* _The problem_:
Give again, exactly, every line of the entries below from the one that has "Can you find the car windshield" to the last.

Natural language region descriptions:
++++++
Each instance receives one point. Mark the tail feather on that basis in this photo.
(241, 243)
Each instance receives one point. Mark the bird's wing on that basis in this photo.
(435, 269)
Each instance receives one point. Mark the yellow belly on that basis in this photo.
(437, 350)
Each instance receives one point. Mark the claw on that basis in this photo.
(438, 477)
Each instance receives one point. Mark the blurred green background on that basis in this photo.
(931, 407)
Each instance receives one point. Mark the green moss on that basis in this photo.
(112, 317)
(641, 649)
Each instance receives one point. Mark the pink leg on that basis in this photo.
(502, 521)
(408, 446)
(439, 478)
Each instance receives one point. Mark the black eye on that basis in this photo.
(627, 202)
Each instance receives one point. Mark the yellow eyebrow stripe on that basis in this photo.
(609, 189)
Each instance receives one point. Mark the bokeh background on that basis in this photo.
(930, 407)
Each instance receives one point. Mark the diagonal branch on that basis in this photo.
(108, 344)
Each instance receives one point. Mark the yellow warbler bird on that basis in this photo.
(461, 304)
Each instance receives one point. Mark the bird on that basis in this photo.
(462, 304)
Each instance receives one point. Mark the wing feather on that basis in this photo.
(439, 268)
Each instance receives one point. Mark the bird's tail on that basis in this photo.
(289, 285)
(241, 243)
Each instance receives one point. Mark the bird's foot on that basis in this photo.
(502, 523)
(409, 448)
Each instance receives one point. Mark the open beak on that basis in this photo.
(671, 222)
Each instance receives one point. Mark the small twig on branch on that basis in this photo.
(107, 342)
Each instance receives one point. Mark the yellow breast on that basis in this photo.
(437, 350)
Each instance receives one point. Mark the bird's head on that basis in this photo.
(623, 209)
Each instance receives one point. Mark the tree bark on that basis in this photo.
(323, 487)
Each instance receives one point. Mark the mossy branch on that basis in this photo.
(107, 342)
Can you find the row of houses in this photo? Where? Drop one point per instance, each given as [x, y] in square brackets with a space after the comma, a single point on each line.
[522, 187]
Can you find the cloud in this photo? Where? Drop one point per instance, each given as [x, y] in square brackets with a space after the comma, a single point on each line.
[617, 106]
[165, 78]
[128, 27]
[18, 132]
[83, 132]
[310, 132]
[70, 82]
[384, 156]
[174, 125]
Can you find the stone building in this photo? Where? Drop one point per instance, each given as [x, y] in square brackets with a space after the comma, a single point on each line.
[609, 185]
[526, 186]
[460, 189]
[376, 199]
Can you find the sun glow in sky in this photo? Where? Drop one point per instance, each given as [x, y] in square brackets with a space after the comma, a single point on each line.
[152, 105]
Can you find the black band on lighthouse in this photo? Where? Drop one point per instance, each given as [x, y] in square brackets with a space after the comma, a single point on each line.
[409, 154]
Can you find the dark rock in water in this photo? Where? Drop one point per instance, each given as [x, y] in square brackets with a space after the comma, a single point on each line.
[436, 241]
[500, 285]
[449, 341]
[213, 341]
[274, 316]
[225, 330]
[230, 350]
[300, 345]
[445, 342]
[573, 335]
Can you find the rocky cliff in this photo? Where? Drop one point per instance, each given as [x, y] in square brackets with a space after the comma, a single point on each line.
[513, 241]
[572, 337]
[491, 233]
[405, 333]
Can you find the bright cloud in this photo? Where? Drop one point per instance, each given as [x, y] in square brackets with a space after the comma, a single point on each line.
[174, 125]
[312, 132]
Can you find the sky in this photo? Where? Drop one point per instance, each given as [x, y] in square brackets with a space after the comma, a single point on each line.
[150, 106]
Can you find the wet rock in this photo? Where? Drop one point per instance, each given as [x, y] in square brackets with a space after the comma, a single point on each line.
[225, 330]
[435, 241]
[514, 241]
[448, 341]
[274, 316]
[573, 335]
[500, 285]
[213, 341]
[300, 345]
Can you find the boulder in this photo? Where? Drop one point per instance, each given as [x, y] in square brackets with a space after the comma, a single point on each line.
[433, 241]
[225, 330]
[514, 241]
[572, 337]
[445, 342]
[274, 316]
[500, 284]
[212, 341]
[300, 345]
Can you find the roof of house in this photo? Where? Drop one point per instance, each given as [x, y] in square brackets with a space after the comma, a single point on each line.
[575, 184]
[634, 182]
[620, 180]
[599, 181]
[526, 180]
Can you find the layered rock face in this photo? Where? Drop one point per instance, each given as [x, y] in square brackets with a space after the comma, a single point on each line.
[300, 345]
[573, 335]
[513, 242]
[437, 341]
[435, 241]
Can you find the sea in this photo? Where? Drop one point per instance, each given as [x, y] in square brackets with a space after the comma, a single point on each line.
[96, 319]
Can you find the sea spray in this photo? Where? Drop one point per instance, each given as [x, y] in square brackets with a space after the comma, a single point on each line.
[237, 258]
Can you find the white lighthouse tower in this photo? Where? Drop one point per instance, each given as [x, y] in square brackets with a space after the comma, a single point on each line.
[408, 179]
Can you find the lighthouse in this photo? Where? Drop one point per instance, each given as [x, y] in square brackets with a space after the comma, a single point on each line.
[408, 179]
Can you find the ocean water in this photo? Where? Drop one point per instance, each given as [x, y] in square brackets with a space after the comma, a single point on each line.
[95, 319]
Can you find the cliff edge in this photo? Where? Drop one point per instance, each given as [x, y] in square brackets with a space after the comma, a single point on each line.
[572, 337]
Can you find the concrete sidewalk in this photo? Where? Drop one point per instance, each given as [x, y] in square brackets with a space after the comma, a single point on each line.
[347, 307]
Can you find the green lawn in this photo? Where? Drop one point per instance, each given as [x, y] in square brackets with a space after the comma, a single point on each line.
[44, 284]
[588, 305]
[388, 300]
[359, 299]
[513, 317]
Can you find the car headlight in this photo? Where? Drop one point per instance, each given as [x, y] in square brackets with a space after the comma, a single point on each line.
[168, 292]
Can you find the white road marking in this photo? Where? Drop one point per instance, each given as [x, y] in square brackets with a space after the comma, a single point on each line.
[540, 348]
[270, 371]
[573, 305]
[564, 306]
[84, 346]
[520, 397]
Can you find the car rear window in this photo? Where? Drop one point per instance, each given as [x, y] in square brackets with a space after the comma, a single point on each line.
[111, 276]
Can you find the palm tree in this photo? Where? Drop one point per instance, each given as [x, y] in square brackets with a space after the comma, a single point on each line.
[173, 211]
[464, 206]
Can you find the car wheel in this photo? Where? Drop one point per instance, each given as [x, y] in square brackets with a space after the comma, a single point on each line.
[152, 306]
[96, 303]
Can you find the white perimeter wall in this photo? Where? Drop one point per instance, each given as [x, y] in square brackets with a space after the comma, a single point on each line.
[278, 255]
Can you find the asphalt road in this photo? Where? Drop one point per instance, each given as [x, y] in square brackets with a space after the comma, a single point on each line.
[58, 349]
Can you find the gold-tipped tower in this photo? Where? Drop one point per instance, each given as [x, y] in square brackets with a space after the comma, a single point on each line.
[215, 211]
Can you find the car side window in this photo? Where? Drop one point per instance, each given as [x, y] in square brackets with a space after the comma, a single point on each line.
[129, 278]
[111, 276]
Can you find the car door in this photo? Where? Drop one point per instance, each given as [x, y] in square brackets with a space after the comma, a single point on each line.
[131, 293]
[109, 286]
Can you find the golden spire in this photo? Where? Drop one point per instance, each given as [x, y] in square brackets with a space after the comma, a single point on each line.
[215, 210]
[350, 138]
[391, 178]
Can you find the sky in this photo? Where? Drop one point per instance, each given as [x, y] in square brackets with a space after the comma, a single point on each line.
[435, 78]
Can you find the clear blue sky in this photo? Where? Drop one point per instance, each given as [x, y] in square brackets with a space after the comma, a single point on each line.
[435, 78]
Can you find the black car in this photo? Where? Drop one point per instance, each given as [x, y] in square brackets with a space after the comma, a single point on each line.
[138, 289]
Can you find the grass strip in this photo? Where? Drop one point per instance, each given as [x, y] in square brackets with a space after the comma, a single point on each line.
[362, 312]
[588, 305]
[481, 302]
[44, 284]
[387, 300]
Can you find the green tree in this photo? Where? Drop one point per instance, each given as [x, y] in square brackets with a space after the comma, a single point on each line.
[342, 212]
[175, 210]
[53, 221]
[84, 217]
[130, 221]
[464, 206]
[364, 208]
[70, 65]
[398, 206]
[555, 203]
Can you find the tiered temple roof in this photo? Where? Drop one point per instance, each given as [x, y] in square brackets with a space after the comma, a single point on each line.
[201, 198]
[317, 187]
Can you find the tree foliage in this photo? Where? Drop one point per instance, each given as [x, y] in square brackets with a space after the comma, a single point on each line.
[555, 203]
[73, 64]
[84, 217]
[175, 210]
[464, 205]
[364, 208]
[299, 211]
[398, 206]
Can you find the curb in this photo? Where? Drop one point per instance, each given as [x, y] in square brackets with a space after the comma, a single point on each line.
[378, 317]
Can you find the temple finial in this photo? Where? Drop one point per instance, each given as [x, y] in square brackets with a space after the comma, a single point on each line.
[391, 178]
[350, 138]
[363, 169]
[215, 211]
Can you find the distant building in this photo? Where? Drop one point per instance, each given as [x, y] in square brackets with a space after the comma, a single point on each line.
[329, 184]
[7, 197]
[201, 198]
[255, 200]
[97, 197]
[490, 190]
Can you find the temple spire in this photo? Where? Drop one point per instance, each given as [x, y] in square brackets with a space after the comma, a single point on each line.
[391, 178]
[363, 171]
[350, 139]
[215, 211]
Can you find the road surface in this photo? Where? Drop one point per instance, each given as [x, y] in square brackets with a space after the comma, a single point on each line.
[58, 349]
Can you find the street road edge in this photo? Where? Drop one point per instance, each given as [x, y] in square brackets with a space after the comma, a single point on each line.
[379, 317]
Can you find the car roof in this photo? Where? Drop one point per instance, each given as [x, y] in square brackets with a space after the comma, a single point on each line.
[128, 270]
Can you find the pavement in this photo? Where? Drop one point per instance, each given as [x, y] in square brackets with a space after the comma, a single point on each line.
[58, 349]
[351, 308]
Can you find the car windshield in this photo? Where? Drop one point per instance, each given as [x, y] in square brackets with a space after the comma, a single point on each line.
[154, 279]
++++++
* _Solution for this problem_:
Can you find the car windshield in this photo? Where? Drop one point per instance, each given as [x, y] in square brackets with a space after the comma, a single point on each line.
[154, 279]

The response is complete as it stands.